§ **SOURCE TEXT**:
++++
2. A floor structure according to claim 1 further comprising
additional elongated plate members forming an additional ring means
located inwardly of said first mentioned ring means, each of said
additional plate members having an end portion supported by an edge
portion of the next succeeding one of said additional plate
members, and having an edge portion supporting an end portion of
the preceding one of said additional plate members when viewed in
one direction around said additional ring means and not in the
other, said additional ring means being supported solely by said
first mentioned outer ring means.
3. A floor structure according to claim 2 wherein each of said
additional plate members comprises a second end portion spaced from
said first mentioned end portion, each of said end portions
comprising an upper transversely extending end lip and said edge
portion comprising a longitudinal lower edge lip, and said plate
member having along the other longitudinal edge thereof, an upper
edge lip, said pair of upper end lips together with said one upper
edge lip framing the corresponding opposite ends and intermediate
edge of the plate member, and
4. The floor structure according to claim 2 further comprising a
central plate means having a dimension and shape suitable for
covering the aperture defined by said additional ring means, said
central plate means being adapted to be peripherally supported
solely by said additional ring means.
5. The structure according to claim 2 wherein said plate members of
said outer ring means are all identical to one another and wherein
said plate members of said additional ring means are all identical
to one another but shorter in length than the plate members of said
outer ring means.
6. The beamless building floor according to claim 2, wherein the
length of each said floor plate is such that it spans the distance
between its respective support means and the facing edge portion of
the next succeeding floor plate, when viewed in said one
direction.
7. A floor structure according to claim 1 wherein said end portion
of each of said plate members comprises a transverse upper end lip
and said edge portion comprises a longitudinal lower edge lip, said
edge lip being at a lower elevation than said end lip, said support
means adapted to support said plate members only at the end portion
thereof spaced from said first mentioned end portion, said upper
end lips of said plate members being supported by the longitudinal
lower edge lip of the next succeeding one of said plate members in
the region of said second mentioned end portion thereof.
8. The floor structure according to claim 1 wherein each of said
plate members comprises a laminate of an upper rectangular flat
slab portion and a lower rectangular flat slab portion integrally
connected with said upper slab portion, said upper slab portion
extending at opposite longitudinal ends thereof beyond the
corresponding ends of said lower slab portion and extending along
one longitudinal edge thereof beyond the corresponding longitudinal
edge of said lower slab portion; said lower slab portion extending
along the other longitudinal edge thereof, beyond the corresponding
other longitudinal edge of said upper slab portion.
++++
§ **PROBLEM 1**:
List the number of every claim in the floor structure claims that refers back to claim 2.
§ **PROBLEM 2**:
In the floor structure claims, how does claim 5 say the plate members of the additional ring means compare in length with those of the outer ring means?
++++
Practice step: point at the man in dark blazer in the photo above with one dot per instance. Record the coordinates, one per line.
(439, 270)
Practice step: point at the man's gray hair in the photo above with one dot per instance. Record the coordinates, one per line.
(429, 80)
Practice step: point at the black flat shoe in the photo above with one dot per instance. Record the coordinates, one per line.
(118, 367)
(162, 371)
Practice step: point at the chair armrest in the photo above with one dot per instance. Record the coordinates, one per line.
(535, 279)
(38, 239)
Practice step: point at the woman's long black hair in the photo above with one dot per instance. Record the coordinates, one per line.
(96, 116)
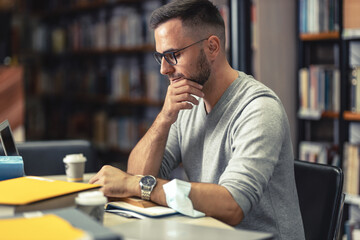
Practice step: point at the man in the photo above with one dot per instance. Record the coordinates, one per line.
(229, 131)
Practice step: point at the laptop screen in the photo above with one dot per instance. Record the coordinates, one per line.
(7, 139)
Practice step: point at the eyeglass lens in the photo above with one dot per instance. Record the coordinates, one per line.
(169, 57)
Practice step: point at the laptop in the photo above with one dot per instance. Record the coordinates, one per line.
(7, 140)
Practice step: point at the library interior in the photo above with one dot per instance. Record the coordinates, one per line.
(79, 76)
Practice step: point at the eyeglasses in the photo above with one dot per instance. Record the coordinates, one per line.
(170, 56)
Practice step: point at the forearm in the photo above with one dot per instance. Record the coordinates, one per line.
(147, 155)
(211, 199)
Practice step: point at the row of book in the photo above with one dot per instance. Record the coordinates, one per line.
(318, 16)
(122, 26)
(351, 168)
(319, 90)
(355, 90)
(319, 152)
(119, 78)
(121, 132)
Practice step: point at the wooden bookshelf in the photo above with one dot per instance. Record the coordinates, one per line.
(319, 36)
(351, 116)
(84, 6)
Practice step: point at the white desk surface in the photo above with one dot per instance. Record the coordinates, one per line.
(111, 219)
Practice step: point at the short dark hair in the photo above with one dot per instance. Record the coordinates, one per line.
(195, 14)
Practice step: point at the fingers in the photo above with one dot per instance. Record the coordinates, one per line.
(180, 95)
(187, 86)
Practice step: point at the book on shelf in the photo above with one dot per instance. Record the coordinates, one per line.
(318, 152)
(318, 16)
(351, 19)
(351, 167)
(36, 193)
(355, 90)
(319, 90)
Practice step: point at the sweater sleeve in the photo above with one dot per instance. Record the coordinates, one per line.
(257, 135)
(172, 155)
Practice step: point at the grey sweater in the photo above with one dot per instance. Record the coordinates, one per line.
(243, 144)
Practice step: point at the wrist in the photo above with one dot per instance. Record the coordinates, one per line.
(134, 187)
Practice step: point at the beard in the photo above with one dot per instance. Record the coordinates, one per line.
(203, 70)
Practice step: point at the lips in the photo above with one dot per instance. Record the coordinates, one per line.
(175, 80)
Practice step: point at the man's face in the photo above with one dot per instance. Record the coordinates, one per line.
(192, 63)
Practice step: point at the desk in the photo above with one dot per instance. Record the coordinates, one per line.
(111, 219)
(172, 227)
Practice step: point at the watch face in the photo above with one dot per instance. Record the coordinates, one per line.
(148, 180)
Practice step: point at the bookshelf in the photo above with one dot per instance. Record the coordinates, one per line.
(342, 44)
(89, 71)
(320, 85)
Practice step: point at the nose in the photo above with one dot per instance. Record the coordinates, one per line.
(166, 68)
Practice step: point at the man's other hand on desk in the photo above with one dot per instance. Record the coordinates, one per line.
(212, 199)
(116, 183)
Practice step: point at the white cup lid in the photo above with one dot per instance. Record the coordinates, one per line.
(91, 198)
(74, 158)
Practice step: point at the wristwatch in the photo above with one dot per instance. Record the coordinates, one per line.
(147, 184)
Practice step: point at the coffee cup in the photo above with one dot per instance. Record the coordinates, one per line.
(74, 167)
(92, 203)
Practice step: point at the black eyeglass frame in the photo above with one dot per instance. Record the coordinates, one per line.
(158, 56)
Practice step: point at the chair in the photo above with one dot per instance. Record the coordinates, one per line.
(46, 157)
(320, 197)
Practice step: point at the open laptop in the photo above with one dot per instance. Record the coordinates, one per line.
(7, 140)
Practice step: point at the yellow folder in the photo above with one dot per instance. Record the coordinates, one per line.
(45, 227)
(36, 193)
(25, 190)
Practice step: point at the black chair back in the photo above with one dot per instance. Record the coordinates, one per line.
(46, 157)
(320, 197)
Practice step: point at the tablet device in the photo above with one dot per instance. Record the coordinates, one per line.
(7, 140)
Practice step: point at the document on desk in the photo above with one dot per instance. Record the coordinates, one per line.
(148, 209)
(56, 228)
(37, 193)
(64, 223)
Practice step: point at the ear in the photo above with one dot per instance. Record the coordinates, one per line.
(213, 47)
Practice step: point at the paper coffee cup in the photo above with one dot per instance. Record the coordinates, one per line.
(92, 203)
(74, 167)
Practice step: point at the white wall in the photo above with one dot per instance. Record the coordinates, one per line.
(275, 52)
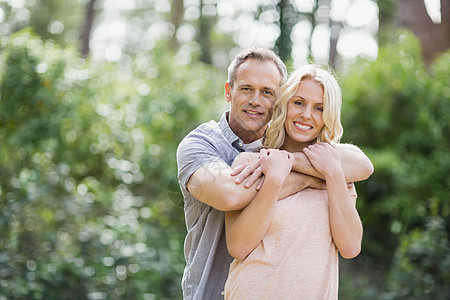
++++
§ **EXPECTED ANSWER 1**:
Claims 3, 4, 5, and 6

§ **EXPECTED ANSWER 2**:
They are shorter in length than the plate members of the outer ring means.